> _REQUIRED TASKS_:
• A. Answer these questions about the blog post on teaching at a university:
(i) What excuse does the writer give for not writing for quite some time?
(ii) What age does the writer state, and how many children does the writer have?
(iii) Which word does the writer say would imply the feeling was almost fixable?
• B. Copy the blog post from "Lonely would imply" to "month or so.", replacing "friends" with "company".
• C. Continue the blog post about teaching on a university campus from the point where it ends.

> _TEXT PASSAGE_:
>> START
I can’t remember my blog
password. That has been my excuse for
not writing for quite some time. Never
mind the fact that ideas and subjects and thoughts have been racing through my
head, dying to come out. I can’t
remember my blog password. Oh well.
And when it’s been so long since
the last entry, I have struggled with how
on earth can I pack all that in to a unified paragraph or two. I can’t. So I’ll just do what the
professionals suggest. Just start. Somewhere.
Anywhere. Just go.
I’ve been teaching a class at a university.
It’s my first time at a giant four-year public school. The campus is constantly buzzing with
activity. (Unless it’s raining.) Fraternity pledging. Sorority bake sales. Weekend by The Hills blaring from some
microscopic iPod (boom boxes are long gone). Existentialism –Paris in the
Spring sign-ups. Skaters. Cyclists. I even saw a kid on a unicycle. And this
probably goes without mentioning, but everyone, everyone is looking at their
phone.
I suppose it should be exciting to
be in an objective place of observation.
After all, I am not a student. I
am not a full of wonder Freshman. I am
not a twenty year old who has settled into life on a college campus. I am a 42
year old mother of three who has a couple of decades between herself and her own
four-year university experience.
But it’s a strange phenomenon that
is happening this semester, every time I walk across campus to my classroom. At
first, I even dared to consider that what I was flooded with was a James
Taylor-esque sweet nostalgia for my collegiate days of yore. But I know.
Even when I was at my own giant four-year public school I was never any
of those things. Not really. Sweet, I do
not recollect. It’s a sensation I have never been able to name. Certainly
couldn’t name it as a twenty year old.
Lonely would imply that it was almost fixable; that I just needed
friends around me. Melancholy is far too
The Smiths and nearly romantic. Empty makes it sound I felt nothing at all
during those days. But I felt a
lot. I was not numb.
I still can’t name it.
I’ve even tried to ignore the
feeling over the last month or so.
>> END
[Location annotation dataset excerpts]
>> START
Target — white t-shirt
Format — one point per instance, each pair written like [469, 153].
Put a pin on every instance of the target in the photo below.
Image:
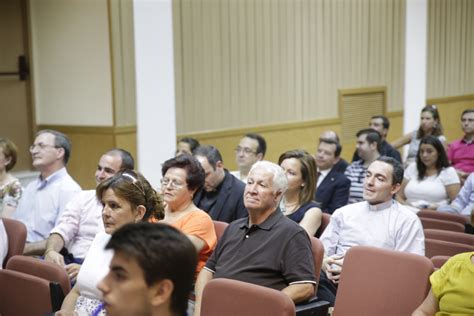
[431, 189]
[3, 243]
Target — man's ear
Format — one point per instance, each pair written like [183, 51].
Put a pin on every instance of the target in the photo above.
[141, 210]
[395, 188]
[160, 293]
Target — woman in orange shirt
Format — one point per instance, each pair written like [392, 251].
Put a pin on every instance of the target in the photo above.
[182, 177]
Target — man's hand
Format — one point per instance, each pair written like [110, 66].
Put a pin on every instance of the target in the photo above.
[72, 271]
[333, 267]
[54, 257]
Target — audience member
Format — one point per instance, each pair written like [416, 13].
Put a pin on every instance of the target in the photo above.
[45, 198]
[461, 151]
[340, 165]
[464, 202]
[266, 248]
[332, 188]
[182, 176]
[430, 182]
[379, 221]
[451, 288]
[127, 198]
[297, 202]
[186, 145]
[158, 262]
[252, 148]
[221, 195]
[3, 243]
[430, 124]
[368, 142]
[81, 220]
[381, 124]
[10, 187]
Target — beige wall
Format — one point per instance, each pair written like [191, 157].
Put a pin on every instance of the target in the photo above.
[71, 62]
[450, 48]
[248, 63]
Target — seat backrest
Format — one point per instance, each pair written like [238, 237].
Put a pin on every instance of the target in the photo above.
[318, 256]
[325, 219]
[435, 247]
[377, 281]
[23, 294]
[443, 216]
[219, 227]
[232, 298]
[431, 223]
[16, 232]
[42, 269]
[446, 235]
[438, 261]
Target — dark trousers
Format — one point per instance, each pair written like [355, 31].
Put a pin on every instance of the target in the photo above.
[326, 289]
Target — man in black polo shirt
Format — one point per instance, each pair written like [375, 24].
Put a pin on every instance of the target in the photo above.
[266, 248]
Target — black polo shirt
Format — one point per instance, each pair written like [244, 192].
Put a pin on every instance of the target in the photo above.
[274, 254]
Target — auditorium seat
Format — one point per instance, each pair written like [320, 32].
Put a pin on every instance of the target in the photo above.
[377, 281]
[235, 298]
[460, 238]
[16, 232]
[443, 216]
[42, 269]
[430, 223]
[22, 294]
[435, 247]
[220, 227]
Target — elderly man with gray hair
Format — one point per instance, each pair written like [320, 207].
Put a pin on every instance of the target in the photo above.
[266, 248]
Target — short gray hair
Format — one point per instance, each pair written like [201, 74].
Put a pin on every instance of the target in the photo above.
[280, 182]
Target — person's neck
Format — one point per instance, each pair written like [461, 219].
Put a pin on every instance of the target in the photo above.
[49, 170]
[258, 217]
[244, 172]
[469, 137]
[431, 171]
[4, 176]
[371, 158]
[291, 198]
[179, 208]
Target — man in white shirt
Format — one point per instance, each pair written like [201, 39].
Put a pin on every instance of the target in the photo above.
[252, 148]
[44, 199]
[378, 221]
[81, 220]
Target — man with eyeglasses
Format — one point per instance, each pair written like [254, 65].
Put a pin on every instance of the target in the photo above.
[252, 148]
[45, 198]
[70, 239]
[222, 194]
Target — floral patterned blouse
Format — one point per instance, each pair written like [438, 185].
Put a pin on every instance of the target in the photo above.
[10, 194]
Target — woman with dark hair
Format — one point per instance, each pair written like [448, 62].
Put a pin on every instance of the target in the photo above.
[10, 187]
[430, 182]
[297, 203]
[430, 124]
[127, 197]
[182, 177]
[186, 145]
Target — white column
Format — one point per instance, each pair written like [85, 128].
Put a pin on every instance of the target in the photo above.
[154, 65]
[415, 62]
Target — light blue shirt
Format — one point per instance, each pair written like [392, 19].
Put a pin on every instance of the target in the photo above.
[43, 201]
[464, 202]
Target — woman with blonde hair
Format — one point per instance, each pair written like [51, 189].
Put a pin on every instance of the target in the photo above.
[297, 203]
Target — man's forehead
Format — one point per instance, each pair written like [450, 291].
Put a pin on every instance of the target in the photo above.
[45, 137]
[248, 142]
[382, 168]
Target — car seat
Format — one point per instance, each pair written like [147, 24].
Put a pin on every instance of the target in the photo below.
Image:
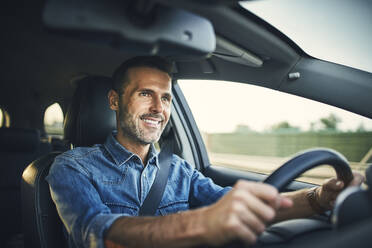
[19, 147]
[88, 121]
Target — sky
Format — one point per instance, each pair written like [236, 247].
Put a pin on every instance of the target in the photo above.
[227, 107]
[335, 30]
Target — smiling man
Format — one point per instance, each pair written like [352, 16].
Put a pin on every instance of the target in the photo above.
[99, 190]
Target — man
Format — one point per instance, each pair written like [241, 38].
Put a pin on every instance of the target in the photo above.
[98, 190]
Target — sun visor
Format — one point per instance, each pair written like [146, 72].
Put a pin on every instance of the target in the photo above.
[154, 29]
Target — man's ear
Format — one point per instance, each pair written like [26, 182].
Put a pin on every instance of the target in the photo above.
[113, 98]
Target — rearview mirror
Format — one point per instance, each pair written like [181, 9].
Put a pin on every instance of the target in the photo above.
[162, 31]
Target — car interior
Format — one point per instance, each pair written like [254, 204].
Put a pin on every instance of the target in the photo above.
[65, 52]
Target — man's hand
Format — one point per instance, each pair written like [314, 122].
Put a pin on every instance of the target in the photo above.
[328, 192]
[243, 213]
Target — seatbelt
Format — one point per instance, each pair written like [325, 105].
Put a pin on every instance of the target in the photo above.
[153, 198]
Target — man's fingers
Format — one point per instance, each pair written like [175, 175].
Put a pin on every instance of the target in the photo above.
[248, 218]
[357, 180]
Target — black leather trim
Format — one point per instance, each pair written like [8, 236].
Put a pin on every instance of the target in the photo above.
[41, 224]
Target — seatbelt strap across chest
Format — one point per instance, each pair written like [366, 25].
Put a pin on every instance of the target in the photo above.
[153, 198]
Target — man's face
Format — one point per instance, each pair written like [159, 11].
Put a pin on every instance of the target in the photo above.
[145, 105]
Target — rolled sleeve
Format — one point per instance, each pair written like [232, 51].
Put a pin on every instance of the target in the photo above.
[204, 191]
[84, 215]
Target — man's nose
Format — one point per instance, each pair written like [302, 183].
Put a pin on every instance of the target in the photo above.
[157, 105]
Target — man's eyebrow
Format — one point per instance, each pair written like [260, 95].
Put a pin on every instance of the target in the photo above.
[167, 94]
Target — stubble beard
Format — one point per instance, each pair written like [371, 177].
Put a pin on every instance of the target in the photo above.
[133, 131]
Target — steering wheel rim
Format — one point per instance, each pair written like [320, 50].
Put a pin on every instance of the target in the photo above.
[307, 160]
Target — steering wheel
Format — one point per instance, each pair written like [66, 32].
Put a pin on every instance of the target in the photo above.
[307, 160]
[283, 176]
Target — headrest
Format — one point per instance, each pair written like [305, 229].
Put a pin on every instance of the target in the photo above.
[19, 139]
[89, 119]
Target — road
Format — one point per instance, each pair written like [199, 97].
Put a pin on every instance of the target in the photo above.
[268, 164]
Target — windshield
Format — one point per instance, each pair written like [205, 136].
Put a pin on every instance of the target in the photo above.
[338, 31]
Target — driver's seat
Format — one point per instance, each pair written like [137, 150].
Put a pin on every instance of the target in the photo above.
[88, 121]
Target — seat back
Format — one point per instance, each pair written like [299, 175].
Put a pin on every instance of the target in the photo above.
[18, 147]
[88, 121]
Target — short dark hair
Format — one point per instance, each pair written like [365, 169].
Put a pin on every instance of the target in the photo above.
[120, 76]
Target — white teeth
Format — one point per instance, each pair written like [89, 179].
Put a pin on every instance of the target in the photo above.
[151, 121]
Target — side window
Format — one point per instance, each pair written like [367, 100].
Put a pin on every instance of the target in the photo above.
[252, 128]
[4, 118]
[53, 121]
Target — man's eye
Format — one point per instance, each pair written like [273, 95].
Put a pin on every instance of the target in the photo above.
[144, 94]
[165, 99]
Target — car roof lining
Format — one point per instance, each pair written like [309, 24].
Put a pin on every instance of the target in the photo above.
[44, 63]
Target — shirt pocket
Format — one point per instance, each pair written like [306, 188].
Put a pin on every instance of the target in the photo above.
[119, 208]
[174, 207]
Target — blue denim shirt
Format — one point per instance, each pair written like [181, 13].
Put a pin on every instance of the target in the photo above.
[93, 186]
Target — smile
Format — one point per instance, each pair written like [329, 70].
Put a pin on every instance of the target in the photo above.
[152, 122]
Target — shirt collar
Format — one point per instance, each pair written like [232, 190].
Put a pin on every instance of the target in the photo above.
[121, 155]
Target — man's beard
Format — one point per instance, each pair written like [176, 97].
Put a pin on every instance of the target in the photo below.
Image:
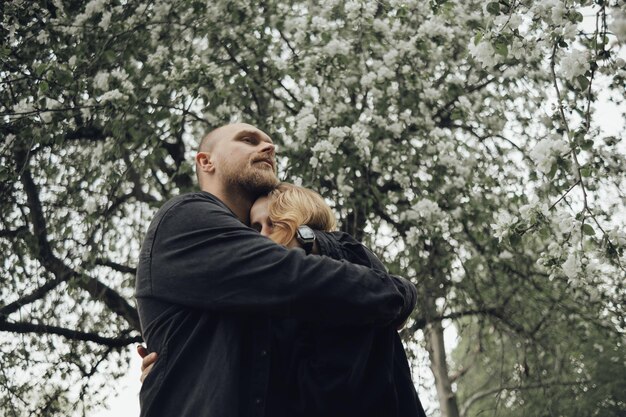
[250, 179]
>> END
> _ANSWERS TO THE EXERCISE_:
• A.
(i) The writer can't remember the blog password.
(ii) The writer is 42 and has three children.
(iii) Lonely.

• B.
Lonely would imply that it was almost fixable; that I just needed
company around me. Melancholy is far too
The Smiths and nearly romantic. Empty makes it sound I felt nothing at all
during those days. But I felt a
lot. I was not numb.
I still can’t name it.
I’ve even tried to ignore the
feeling over the last month or so.

• C.
Blamed it on being busy. Pegged it
for being overwhelmed by teaching, and three kids, and a new dog, and wanting
to sleep, and wanting to breathe for just a second before I get asked one more
question, or get slammed by one more demand outside of myself. Those discomforts are very real, but that’s
not it. That’s not the cloud that is
hovering over me; haunting me.
It’s an ache. It’s an ache that I feel for that girl. That twenty year old girl who hurt so much from
something that had no name.
And it comes in flashes.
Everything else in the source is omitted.